Tâches et exercices:
a - D'après le texte source, quelles villes le train Twentieth Century Limited relie-t-il ?
b - Affichez sans modification tout le texte source, depuis « Dans le train » jusqu'à « travailler avec lui. » inclus.

═════ Texte source ═════

Dévoreur de pellicule monomaniaque, ce blog servira à commenter pour ceux que cela intéresse tout mes visionnages de classiques, coup de coeur et curiosités. Je vais tenter le défi de la chronique journalière histoire de justifier le titre du blog donc chaque jour nouveau film et nouveau topo plus ou moins long selon l'inspiration. Bonne lecture et plein de découvertes j'espère! Vous pouvez me contacter à justinkwedi@gmail.com, sur twitter et instagram
Train de luxe -Twentieth Century, Howard Hawks (1934)
Dans le train Twentieth Century Limited reliant
Chicago à New York, Oscar Jaffe, un producteur de théâtre imbu de sa
personne, dont les dernières productions ont fait des fours, retrouve
Lily Garland, une actrice qu'il a lancée quelques années auparavant et
qu'elle a quitté pour Hollywood, ne supportant pas sa jalousie et son
égocentrisme. Il rêve de remonter un spectacle avec elle, mais elle ne
veut plus travailler avec lui.

═════ Enregistrements de données ═════

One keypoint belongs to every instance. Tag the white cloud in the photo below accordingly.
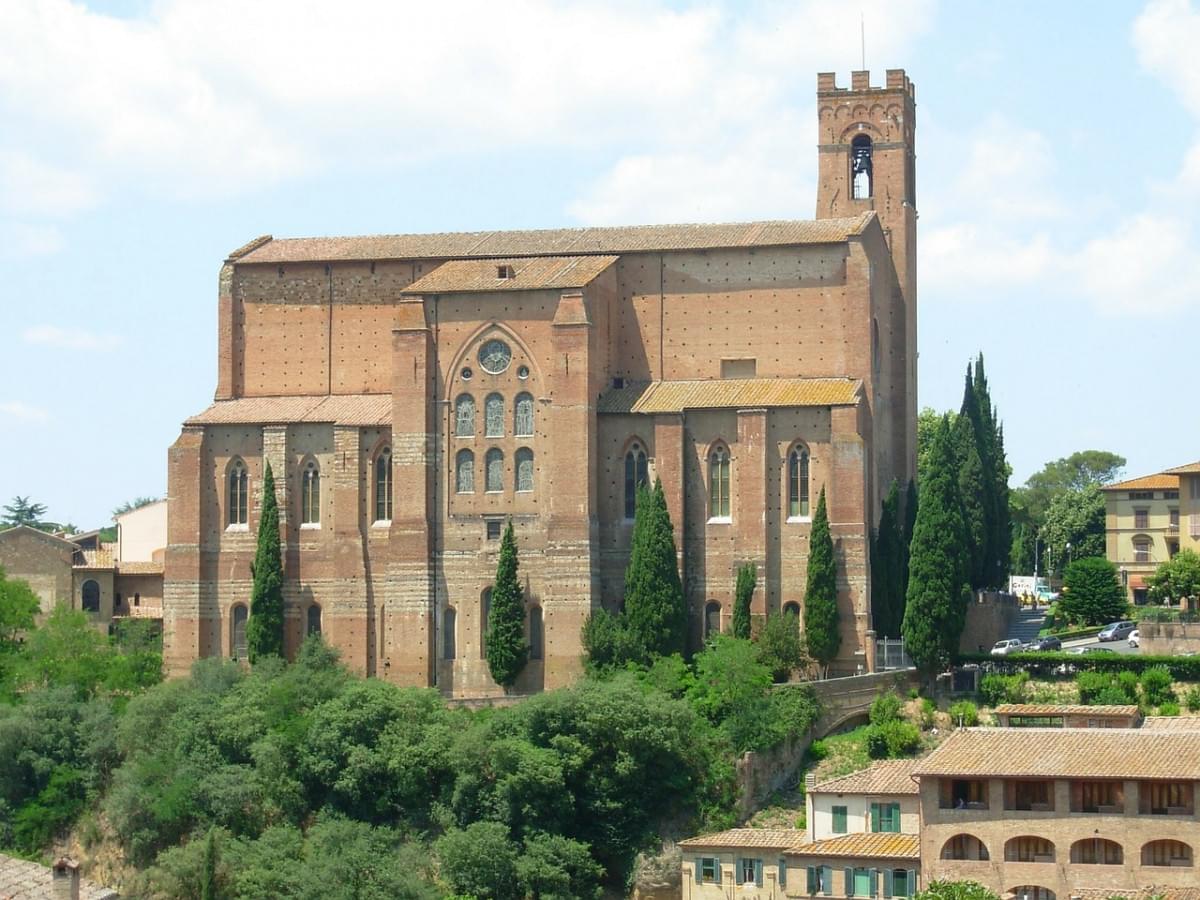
(23, 412)
(70, 339)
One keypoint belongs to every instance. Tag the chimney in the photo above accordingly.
(65, 881)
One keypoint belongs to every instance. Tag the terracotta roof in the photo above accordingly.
(1171, 723)
(343, 409)
(651, 397)
(1065, 709)
(555, 241)
(1192, 468)
(1162, 481)
(1066, 753)
(868, 845)
(528, 274)
(736, 838)
(22, 880)
(887, 777)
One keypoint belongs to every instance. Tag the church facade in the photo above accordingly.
(412, 393)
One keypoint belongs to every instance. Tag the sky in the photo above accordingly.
(142, 141)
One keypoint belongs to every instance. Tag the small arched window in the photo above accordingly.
(239, 484)
(465, 417)
(383, 485)
(719, 483)
(636, 474)
(493, 414)
(537, 640)
(712, 619)
(449, 634)
(238, 633)
(525, 469)
(493, 475)
(310, 493)
(522, 418)
(861, 167)
(485, 609)
(465, 472)
(798, 483)
(90, 595)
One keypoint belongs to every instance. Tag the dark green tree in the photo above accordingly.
(654, 601)
(1092, 593)
(821, 616)
(743, 592)
(507, 649)
(937, 564)
(887, 568)
(264, 630)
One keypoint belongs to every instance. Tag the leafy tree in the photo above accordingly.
(887, 568)
(743, 592)
(1075, 517)
(654, 601)
(780, 647)
(1180, 576)
(1092, 593)
(23, 511)
(264, 630)
(507, 651)
(937, 567)
(821, 617)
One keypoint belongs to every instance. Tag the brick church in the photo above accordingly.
(414, 391)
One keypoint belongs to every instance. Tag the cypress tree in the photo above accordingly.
(821, 631)
(507, 649)
(743, 592)
(654, 601)
(937, 565)
(264, 630)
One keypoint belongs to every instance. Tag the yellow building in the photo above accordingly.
(1143, 519)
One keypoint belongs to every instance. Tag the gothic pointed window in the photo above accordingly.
(239, 504)
(798, 483)
(493, 475)
(310, 493)
(636, 474)
(525, 469)
(522, 424)
(383, 485)
(719, 483)
(465, 417)
(465, 472)
(493, 413)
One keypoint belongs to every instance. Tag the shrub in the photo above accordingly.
(1156, 685)
(885, 708)
(964, 712)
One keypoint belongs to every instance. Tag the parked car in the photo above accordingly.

═════

Réponses aux tâches:
a - Chicago et New York.

b -
Dans le train Twentieth Century Limited reliant
Chicago à New York, Oscar Jaffe, un producteur de théâtre imbu de sa
personne, dont les dernières productions ont fait des fours, retrouve
Lily Garland, une actrice qu'il a lancée quelques années auparavant et
qu'elle a quitté pour Hollywood, ne supportant pas sa jalousie et son
égocentrisme. Il rêve de remonter un spectacle avec elle, mais elle ne
veut plus travailler avec lui.